Source data ->
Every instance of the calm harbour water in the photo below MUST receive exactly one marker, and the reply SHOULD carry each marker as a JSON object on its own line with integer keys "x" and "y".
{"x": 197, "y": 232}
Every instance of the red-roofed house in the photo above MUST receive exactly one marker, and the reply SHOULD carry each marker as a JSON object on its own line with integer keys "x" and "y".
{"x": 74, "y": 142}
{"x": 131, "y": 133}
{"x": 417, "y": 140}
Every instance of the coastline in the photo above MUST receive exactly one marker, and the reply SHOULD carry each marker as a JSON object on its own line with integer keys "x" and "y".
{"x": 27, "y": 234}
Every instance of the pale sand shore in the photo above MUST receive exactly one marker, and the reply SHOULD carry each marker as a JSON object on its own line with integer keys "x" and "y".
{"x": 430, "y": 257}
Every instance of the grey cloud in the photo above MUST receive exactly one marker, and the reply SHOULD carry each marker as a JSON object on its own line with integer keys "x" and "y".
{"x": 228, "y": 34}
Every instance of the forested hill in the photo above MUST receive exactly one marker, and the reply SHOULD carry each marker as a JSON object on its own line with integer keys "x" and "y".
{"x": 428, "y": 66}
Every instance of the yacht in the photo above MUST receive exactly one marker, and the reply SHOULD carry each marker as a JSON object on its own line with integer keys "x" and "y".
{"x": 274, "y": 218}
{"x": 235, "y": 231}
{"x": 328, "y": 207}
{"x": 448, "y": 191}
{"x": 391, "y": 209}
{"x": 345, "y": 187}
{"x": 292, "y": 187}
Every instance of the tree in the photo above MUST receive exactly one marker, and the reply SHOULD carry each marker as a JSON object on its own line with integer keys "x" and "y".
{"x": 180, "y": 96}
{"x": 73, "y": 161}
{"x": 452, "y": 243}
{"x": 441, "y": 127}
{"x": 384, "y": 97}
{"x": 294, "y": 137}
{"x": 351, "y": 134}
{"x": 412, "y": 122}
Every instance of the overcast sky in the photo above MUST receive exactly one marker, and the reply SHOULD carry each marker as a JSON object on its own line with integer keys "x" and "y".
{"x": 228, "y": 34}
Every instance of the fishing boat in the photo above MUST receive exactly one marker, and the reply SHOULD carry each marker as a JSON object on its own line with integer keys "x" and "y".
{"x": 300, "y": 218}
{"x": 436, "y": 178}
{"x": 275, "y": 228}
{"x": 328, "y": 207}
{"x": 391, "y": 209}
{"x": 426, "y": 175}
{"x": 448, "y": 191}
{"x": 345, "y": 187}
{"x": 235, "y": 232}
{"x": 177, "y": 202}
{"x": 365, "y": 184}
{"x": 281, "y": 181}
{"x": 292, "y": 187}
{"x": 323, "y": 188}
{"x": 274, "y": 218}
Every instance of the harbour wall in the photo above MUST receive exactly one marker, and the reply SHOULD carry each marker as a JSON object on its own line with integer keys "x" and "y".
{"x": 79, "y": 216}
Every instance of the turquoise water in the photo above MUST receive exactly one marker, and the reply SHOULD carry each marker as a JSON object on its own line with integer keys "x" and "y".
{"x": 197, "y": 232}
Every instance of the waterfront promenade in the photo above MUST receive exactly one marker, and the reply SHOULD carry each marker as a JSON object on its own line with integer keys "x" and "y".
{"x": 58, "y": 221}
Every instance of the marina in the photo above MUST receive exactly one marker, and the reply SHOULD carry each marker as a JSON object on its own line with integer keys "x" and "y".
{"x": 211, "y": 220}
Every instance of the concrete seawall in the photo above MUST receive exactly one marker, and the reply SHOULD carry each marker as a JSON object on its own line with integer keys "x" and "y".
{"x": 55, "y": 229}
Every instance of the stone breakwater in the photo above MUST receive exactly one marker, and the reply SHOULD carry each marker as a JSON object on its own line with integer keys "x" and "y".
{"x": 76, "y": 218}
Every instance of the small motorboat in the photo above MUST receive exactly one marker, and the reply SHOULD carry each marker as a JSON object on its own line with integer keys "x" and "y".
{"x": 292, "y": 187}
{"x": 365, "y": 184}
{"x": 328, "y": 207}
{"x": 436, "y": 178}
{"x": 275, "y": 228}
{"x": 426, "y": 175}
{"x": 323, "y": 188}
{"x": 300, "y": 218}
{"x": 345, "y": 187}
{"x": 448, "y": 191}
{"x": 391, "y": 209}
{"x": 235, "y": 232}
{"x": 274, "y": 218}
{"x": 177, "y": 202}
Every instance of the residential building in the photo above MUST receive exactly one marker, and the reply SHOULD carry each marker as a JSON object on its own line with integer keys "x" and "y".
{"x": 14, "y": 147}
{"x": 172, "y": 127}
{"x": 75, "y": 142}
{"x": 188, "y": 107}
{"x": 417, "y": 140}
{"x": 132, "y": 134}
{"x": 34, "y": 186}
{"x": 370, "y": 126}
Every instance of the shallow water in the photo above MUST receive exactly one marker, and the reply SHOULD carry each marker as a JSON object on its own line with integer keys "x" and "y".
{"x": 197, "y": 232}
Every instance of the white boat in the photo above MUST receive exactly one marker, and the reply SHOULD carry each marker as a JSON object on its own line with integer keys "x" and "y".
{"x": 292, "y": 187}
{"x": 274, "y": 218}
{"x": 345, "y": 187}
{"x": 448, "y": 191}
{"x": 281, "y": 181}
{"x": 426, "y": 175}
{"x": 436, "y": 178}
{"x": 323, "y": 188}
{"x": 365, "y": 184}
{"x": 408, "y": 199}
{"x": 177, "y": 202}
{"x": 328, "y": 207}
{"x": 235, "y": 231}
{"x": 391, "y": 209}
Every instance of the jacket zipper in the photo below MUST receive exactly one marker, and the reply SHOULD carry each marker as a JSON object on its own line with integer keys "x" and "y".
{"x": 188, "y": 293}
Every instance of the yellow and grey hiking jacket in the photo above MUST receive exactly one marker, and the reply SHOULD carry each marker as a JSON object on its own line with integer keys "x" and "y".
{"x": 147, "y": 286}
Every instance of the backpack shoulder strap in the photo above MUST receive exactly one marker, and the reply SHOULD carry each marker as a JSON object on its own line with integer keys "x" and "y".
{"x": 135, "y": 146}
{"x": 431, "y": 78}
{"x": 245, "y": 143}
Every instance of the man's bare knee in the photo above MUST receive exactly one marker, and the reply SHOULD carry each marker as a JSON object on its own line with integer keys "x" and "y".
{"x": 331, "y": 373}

Aim ->
Repeat, with no changes, each line from the one with "Every instance of the white" to the end of the listing, including both ends and nothing else.

Completed task ->
Every instance of the white boat in the photo above MUST receive exactly one marker, and the reply SHOULD carry each marker as a JSON object on its own line with integer keys "x" and "y".
{"x": 292, "y": 187}
{"x": 274, "y": 218}
{"x": 345, "y": 187}
{"x": 448, "y": 191}
{"x": 281, "y": 181}
{"x": 426, "y": 175}
{"x": 436, "y": 178}
{"x": 323, "y": 188}
{"x": 365, "y": 184}
{"x": 408, "y": 199}
{"x": 177, "y": 202}
{"x": 328, "y": 207}
{"x": 235, "y": 231}
{"x": 391, "y": 209}
Every instance of the jacket zipper in the photo below MUST receive exactly one marker, and the reply SHOULD carry each marker as a JSON object on its own line with integer keys "x" and "y".
{"x": 188, "y": 293}
Every instance of the yellow and grey hiking jacket in the photo above MUST receive exactly one marker, and the reply SHOULD carry each marker as a JSON object on its own line with integer keys "x" and "y".
{"x": 147, "y": 286}
Every instance of the backpack shoulder strap in the photo above MUST receive exactly one marker, and the reply SHOULD carry each marker as a JSON object on its own line with integer keys "x" and "y".
{"x": 135, "y": 146}
{"x": 431, "y": 78}
{"x": 245, "y": 143}
Every instance of the man's bare knee in the photo above MUST receive exactly one marker, and the reply SHOULD carry each marker as a JSON object on its own line with integer keys "x" and "y".
{"x": 331, "y": 373}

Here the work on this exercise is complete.